### [READING TEXT]
┌────────

Scottish Australian politician

Kenneth Snodgrass (1784 - 14 October 1853) was a Scottish-born soldier and colonial administrator. He acted as lieutenant-governor of Van Diemen's Land and governor of New South Wales for brief periods.

==Early life==
Snodgrass was born in Paisley, Scotland, the son of the Reverend Dr John Snodgrass, M.A., DD (1744–97), a Presbyterian minister, author and pamphleteer; and Janet, née Mackenzie (1762-1852), who was descended from the Chiefs of Clan Mackenzie of Kintail, in the Scottish Highlands. His brother was John James Snodgrass.

Kenneth Snodgrass enlisted in the British Army in 1802 as an ensign and was promoted to lieutenant in 1804. He served in Sicily and Sweden, was promoted captain in 1808, and fought in the Peninsular War with the Portuguese army from 1809 to 1814. Promoted major, in 1813 he commanded a corps of 400 grenadiers at the battle of Vitoria, then led a forlorn hope in the Siege of San Sebastian. He suffered a severe head wound at the Battle of Orthes in 1814, was appointed Companion of the Order of the Bath in 1815, and promoted lieutenant-colonel in 1817. He remained in the Portuguese army until 1822.

Snodgrass had married Janet Wright in 1814, during his time stationed in Portugal, where they began raising a family. Eventually they had six children.

==Colony of New South Wales==
In December 1828 he arrived in Sydney, capital of the Colony of New South Wales, with his wife and six children, where on 1 January 1829 he was appointed commandant of the recently created New South Wales Mounted Police. On 19 November 1833 he was appointed a member of the New South Wales Legislative Council, and remained a member until 6 December 1838.

==Acting lieutenant governor==
He served as acting Lieutenant-Governor of Van Diemen's Land (now Tasmania) from October 1836 to January 1837, between the terms of George Arthur and Sir John Franklin.

└────────

### [PROBLEMS AND TASKS]
1 > According to the biography of Kenneth Snodgrass above, at which battle did he suffer a severe head wound?
2 > List every military rank that the biography of Kenneth Snodgrass says he held.
3 > Continue the biography of Kenneth Snodgrass from the point where it stops.

### [RECORDS PROVIDED]
┌────────

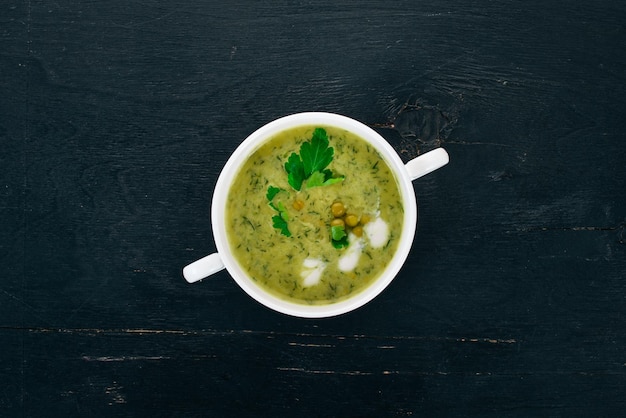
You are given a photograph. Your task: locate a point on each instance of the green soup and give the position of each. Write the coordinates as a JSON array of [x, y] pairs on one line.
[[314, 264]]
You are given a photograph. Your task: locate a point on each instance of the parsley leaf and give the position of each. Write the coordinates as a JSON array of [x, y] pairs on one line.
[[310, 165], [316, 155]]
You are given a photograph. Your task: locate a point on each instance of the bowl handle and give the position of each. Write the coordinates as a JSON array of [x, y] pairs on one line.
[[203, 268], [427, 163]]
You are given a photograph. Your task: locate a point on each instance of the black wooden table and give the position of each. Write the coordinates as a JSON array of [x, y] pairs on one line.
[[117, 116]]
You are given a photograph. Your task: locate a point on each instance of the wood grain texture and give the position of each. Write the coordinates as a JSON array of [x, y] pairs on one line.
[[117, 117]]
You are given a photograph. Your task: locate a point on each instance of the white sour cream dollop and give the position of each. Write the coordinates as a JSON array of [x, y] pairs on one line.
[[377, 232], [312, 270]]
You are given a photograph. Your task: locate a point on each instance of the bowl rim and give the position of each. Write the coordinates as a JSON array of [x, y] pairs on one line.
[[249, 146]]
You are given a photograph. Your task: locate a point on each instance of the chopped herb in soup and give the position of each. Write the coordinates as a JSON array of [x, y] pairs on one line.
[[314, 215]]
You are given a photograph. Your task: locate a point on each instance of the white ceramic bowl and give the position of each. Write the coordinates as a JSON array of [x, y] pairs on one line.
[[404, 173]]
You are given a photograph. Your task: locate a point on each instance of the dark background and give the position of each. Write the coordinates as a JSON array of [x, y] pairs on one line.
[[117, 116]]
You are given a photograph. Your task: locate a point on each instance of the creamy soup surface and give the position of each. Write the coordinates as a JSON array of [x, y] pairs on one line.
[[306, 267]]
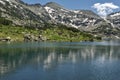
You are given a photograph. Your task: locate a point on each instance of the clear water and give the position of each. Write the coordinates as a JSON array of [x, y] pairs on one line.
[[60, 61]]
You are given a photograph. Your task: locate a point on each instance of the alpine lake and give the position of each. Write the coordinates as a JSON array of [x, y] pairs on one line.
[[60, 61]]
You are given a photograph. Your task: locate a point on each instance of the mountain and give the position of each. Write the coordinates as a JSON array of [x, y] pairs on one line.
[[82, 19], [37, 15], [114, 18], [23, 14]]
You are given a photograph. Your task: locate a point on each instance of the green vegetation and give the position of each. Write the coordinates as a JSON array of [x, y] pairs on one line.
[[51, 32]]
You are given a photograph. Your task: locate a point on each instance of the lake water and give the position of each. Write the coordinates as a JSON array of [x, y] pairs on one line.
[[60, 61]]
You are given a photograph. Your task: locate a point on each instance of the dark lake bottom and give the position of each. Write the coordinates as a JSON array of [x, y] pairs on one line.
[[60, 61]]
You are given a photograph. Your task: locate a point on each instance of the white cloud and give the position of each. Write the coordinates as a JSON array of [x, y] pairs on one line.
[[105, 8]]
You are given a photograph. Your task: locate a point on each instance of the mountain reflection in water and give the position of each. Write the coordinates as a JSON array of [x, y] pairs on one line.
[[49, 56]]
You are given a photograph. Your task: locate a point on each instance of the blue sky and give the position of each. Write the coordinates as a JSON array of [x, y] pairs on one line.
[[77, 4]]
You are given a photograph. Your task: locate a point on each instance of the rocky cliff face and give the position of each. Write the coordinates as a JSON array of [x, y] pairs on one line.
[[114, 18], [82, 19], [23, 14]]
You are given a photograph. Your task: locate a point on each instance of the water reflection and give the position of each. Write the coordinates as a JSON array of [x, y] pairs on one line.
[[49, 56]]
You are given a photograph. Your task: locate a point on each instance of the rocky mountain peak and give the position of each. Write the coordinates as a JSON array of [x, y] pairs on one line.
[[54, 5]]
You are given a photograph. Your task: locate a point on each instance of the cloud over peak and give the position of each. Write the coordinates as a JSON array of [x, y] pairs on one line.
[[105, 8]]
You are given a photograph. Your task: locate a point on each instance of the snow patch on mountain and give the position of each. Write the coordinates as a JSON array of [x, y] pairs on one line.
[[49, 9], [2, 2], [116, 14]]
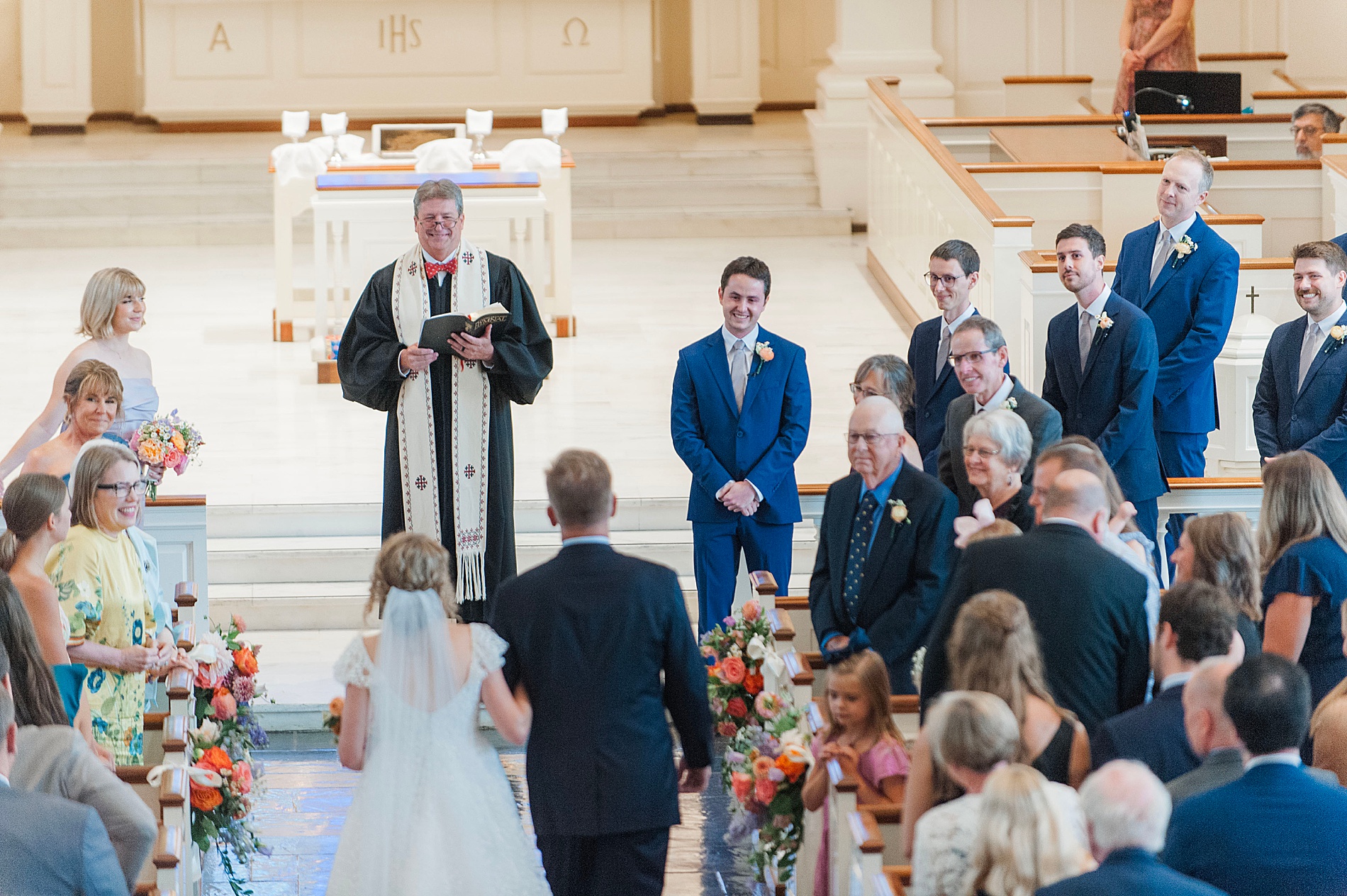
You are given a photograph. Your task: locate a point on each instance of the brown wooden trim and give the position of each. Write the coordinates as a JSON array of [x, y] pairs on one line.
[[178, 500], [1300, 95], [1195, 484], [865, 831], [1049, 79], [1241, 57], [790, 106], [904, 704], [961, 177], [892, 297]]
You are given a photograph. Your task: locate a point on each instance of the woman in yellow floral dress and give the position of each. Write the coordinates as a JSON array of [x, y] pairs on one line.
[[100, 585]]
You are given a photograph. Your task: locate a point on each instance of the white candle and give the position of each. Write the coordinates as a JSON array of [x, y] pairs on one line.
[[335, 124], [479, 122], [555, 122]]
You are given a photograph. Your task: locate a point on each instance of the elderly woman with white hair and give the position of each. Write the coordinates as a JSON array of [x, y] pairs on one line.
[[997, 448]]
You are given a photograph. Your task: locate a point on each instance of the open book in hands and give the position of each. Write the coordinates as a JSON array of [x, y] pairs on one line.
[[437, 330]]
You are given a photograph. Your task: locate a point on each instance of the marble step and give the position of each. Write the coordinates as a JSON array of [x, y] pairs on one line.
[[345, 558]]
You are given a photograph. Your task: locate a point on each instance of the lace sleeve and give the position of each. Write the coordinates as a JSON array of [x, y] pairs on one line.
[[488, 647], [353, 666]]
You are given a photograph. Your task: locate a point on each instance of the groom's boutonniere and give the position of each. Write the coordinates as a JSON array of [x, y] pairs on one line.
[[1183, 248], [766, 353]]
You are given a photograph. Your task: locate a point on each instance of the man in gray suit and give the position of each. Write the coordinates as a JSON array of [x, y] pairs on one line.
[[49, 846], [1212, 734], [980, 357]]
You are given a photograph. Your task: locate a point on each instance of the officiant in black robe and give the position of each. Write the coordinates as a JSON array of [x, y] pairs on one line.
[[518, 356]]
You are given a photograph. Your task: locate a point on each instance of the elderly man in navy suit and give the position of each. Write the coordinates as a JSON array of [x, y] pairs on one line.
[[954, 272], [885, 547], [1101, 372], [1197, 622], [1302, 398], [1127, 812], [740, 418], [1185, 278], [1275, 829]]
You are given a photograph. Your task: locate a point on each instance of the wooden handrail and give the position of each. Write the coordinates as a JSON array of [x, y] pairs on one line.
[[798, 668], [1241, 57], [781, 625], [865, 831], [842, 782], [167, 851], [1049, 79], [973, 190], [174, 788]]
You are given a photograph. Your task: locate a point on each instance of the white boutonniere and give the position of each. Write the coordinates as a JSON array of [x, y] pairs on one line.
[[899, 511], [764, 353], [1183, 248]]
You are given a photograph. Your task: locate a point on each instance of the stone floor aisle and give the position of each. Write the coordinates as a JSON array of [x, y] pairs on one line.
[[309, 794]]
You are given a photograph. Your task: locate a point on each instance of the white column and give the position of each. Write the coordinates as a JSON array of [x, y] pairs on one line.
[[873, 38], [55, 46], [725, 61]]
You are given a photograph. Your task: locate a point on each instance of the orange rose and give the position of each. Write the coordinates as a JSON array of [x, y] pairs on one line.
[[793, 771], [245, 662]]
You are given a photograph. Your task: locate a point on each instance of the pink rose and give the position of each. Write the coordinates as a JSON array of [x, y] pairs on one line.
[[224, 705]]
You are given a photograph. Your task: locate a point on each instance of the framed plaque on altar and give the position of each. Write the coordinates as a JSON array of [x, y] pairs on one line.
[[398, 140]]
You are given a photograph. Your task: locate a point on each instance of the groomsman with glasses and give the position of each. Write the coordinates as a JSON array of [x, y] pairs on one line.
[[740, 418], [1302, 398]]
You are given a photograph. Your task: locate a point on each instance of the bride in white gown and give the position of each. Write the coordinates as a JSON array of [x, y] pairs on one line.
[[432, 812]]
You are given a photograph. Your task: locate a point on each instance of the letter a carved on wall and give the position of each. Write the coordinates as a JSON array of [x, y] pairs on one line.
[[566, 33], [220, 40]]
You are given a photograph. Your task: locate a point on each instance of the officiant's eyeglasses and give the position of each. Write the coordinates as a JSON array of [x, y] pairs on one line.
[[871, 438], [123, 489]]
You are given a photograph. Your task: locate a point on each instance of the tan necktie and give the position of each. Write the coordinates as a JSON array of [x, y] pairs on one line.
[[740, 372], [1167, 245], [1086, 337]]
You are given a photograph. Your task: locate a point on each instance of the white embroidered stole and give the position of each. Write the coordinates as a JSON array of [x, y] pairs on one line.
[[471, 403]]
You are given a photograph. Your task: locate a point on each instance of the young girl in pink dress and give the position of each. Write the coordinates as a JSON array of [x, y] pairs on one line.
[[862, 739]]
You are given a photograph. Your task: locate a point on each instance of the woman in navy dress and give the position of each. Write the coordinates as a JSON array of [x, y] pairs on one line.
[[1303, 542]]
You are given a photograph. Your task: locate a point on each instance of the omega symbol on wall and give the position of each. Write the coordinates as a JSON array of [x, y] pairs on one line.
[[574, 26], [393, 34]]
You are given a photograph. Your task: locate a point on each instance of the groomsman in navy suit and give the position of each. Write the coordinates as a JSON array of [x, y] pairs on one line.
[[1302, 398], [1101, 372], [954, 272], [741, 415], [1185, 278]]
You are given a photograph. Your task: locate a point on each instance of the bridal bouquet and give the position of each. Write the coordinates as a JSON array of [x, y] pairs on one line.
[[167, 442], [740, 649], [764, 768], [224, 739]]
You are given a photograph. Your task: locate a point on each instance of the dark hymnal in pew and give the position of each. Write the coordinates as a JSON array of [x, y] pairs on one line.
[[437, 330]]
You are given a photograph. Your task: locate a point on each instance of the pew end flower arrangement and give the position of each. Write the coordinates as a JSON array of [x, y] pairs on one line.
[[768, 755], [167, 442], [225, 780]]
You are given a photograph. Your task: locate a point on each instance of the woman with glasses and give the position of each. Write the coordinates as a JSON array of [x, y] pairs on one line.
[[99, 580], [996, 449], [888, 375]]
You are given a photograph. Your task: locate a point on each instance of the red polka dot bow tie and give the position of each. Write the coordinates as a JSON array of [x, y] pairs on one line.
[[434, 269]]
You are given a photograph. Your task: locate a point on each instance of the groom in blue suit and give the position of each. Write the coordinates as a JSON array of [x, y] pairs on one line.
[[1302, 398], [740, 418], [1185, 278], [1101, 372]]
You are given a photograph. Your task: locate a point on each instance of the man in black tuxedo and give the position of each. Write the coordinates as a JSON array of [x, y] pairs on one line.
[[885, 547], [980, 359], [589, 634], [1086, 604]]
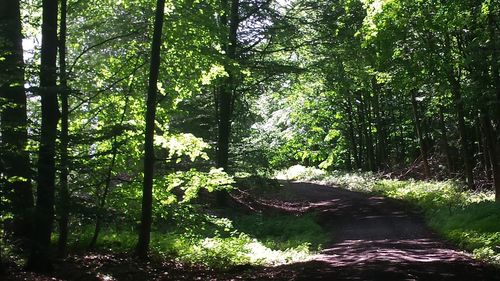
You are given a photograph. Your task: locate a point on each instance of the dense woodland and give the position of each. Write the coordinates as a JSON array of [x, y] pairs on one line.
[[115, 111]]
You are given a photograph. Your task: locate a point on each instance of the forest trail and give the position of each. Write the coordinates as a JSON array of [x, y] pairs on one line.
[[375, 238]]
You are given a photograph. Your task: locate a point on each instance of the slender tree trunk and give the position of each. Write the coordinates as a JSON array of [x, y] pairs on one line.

└────────

### [ANSWERS TO THE EXERCISE]
1 > The Battle of Orthes, in 1814.

2 > Ensign, lieutenant, captain, major, lieutenant-colonel

3 >
==Acting governor==
He was Acting Governor of New South Wales for two months from late 1837 to early 1838, between the departure of the outgoing governor Richard Bourke and the arrival of his replacement, George Gipps. While in this role Snodgrass despatched a Sydney mounted police detachment to pursue the Namoi, Weraerai and Kamilaroi people who had killed five stockmen in separate incidents on recently established pastoral runs in the upper Gwydir River area of New South Wales. Tragically this led to the events in January 1838 which became known as the Waterloo Creek massacre (or the Australia Day Massacre). On 26 January 1838, a New South Wales Mounted Police detachment led by Major James Nunn murdered perhaps 40 to 50 men, women and children. (Some historians claim up to 300 people were killed). The group attacked an encampment of Kamilaroi people at a place that came to be called Waterloo Creek, in remote north west New South Wales.

==Later life==
Snodgrass served again in the Legislative Council from 1848 to 1850, having been elected as the member for the Counties of Gloucester, Macquarie and Stanley.

His daughter Mary married New South Wales politician Archibald Jacob, and his son Peter became a pastoralist and politician in Victoria. Snodgrass died at Raymond Terrace, New South Wales, in 1853.